**Exercise prompt:** Search the entries below for the line containing "Find the person with"; from there to the end, return every line exactly and add nothing.

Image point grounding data
****************

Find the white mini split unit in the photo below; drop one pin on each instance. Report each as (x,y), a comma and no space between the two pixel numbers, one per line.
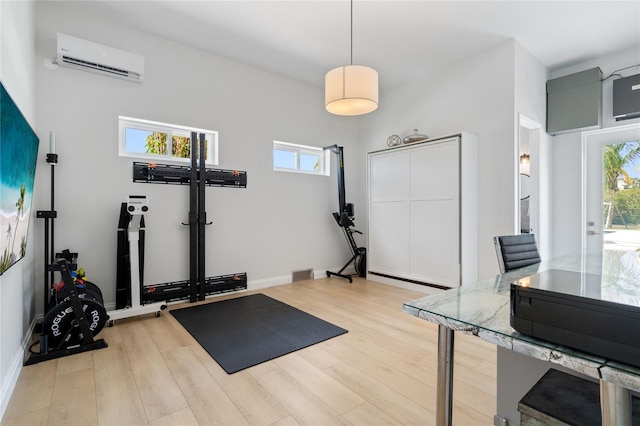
(85,55)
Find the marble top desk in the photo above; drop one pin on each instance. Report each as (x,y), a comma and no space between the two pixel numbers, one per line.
(482,309)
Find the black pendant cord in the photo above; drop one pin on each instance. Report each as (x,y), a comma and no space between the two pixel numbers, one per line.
(351,58)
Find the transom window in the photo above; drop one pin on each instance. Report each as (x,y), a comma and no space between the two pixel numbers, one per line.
(162,142)
(290,157)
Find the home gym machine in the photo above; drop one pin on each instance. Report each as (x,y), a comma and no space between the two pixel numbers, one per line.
(130,265)
(73,309)
(76,315)
(197,177)
(344,218)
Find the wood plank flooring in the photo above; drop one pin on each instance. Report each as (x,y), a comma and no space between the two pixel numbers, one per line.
(382,372)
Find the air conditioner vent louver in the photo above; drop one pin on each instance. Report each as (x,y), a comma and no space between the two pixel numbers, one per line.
(88,56)
(95,66)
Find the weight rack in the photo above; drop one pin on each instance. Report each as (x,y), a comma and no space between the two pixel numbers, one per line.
(197,177)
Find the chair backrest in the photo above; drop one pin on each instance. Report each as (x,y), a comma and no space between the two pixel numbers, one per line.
(516,251)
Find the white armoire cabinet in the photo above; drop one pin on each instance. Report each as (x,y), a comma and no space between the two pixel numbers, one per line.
(422,213)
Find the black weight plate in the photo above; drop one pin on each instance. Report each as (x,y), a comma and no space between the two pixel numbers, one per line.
(59,323)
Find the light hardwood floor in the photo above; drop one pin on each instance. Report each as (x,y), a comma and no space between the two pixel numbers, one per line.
(383,371)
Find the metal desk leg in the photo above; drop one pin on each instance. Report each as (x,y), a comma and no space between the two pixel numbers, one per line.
(444,401)
(615,404)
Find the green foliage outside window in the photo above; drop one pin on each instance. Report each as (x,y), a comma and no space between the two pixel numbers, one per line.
(157,143)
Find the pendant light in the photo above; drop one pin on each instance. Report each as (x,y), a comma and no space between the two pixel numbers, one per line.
(351,89)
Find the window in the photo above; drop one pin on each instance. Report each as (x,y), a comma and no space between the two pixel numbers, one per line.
(162,141)
(290,157)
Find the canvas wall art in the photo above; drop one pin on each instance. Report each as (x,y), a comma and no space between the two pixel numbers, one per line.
(18,155)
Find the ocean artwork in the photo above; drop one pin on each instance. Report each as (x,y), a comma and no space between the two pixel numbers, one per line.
(18,155)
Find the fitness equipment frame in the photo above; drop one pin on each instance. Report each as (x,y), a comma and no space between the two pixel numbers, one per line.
(79,322)
(136,206)
(344,218)
(197,177)
(49,228)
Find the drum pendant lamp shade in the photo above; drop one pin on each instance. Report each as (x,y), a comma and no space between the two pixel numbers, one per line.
(351,90)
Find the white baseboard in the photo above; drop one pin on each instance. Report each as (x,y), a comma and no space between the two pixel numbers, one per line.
(268,282)
(14,368)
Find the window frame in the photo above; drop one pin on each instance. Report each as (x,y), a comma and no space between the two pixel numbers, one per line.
(298,149)
(169,130)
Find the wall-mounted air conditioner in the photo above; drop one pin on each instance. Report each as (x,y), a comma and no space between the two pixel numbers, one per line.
(85,55)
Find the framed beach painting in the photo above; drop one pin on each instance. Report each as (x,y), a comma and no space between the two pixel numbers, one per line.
(18,155)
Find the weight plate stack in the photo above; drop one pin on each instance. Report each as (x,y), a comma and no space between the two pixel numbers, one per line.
(60,322)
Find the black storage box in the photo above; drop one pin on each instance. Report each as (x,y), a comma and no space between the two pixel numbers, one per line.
(581,311)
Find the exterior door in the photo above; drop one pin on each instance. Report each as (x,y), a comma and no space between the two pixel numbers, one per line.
(610,225)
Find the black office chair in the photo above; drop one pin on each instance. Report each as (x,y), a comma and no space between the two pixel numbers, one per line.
(516,251)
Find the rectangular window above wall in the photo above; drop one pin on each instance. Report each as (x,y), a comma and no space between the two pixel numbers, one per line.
(290,157)
(157,141)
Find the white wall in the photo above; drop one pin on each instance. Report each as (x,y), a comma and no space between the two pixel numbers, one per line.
(281,222)
(530,100)
(566,151)
(17,284)
(476,96)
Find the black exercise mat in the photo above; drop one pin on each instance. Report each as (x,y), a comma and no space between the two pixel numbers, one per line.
(246,331)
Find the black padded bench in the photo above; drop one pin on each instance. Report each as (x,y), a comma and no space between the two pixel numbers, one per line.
(560,399)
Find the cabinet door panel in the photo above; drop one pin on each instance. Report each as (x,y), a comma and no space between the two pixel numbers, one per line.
(389,177)
(434,172)
(389,238)
(435,240)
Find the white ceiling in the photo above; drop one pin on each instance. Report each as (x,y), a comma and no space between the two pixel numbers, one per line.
(400,39)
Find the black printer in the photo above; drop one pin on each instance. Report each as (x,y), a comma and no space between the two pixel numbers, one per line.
(588,312)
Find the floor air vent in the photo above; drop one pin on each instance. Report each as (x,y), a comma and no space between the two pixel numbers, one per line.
(301,275)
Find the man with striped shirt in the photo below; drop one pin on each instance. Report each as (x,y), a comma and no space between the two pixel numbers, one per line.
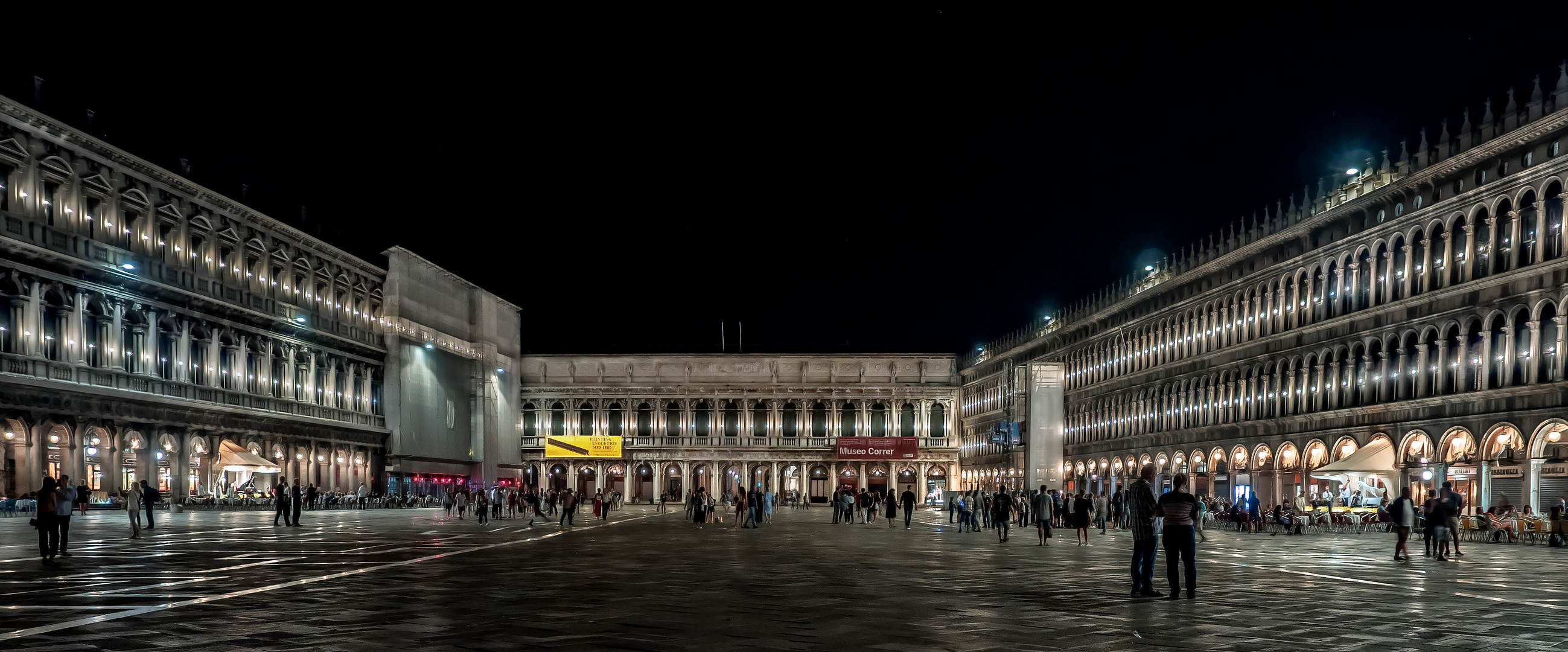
(1141,518)
(1179,511)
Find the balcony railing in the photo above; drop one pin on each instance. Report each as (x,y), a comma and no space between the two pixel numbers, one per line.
(130,383)
(741,443)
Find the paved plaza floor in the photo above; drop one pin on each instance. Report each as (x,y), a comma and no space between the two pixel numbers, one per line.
(416,580)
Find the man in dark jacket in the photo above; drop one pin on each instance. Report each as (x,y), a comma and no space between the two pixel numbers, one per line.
(150,499)
(907,502)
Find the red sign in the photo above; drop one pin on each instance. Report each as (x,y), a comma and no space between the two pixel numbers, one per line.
(879,447)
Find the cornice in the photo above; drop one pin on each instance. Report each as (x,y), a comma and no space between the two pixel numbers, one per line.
(69,137)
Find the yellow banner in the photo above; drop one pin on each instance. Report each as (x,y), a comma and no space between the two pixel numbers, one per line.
(582,446)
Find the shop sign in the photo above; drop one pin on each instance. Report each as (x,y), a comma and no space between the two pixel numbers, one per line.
(879,447)
(582,446)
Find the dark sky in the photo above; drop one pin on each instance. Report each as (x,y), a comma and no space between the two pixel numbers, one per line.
(918,182)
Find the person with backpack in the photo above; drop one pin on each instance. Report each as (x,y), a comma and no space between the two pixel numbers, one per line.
(1402,511)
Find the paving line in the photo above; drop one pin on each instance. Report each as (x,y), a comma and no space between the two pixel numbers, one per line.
(310,580)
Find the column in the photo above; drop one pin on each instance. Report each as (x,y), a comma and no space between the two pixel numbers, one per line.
(1531,366)
(1514,240)
(1423,374)
(1468,254)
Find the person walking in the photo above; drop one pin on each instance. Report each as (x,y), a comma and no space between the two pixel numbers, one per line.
(65,505)
(134,508)
(83,496)
(698,507)
(281,500)
(295,503)
(1082,510)
(150,499)
(1101,511)
(1451,511)
(1002,508)
(908,507)
(1141,518)
(1178,508)
(48,524)
(1404,514)
(568,508)
(1042,508)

****************

**Expected answer:**
Find the person with backpack in the photo above; drop one pin on each instance. Report each as (x,y), a comma and no space between the two pixel numbers, one per line.
(1402,511)
Find the paving line in the photo above; drop one pin on each instance. Report each as (x,y), a comma and no space between the two pixel numbers, one per line.
(310,580)
Find the column in the photo above; drop one pin on each instance. Report each as (x,y), a comma and no space between the two pixel numbers, one per line.
(1531,366)
(1514,240)
(1423,374)
(1468,254)
Find the person walking in the photo above; drop one pin on each instance. Report each as (x,y), a comma and no space between the two pixel numbers, one per line.
(65,505)
(134,508)
(83,496)
(698,507)
(281,500)
(295,503)
(1082,510)
(150,499)
(1101,511)
(1451,511)
(1002,508)
(908,507)
(1141,518)
(1178,508)
(48,524)
(1404,514)
(568,508)
(1042,508)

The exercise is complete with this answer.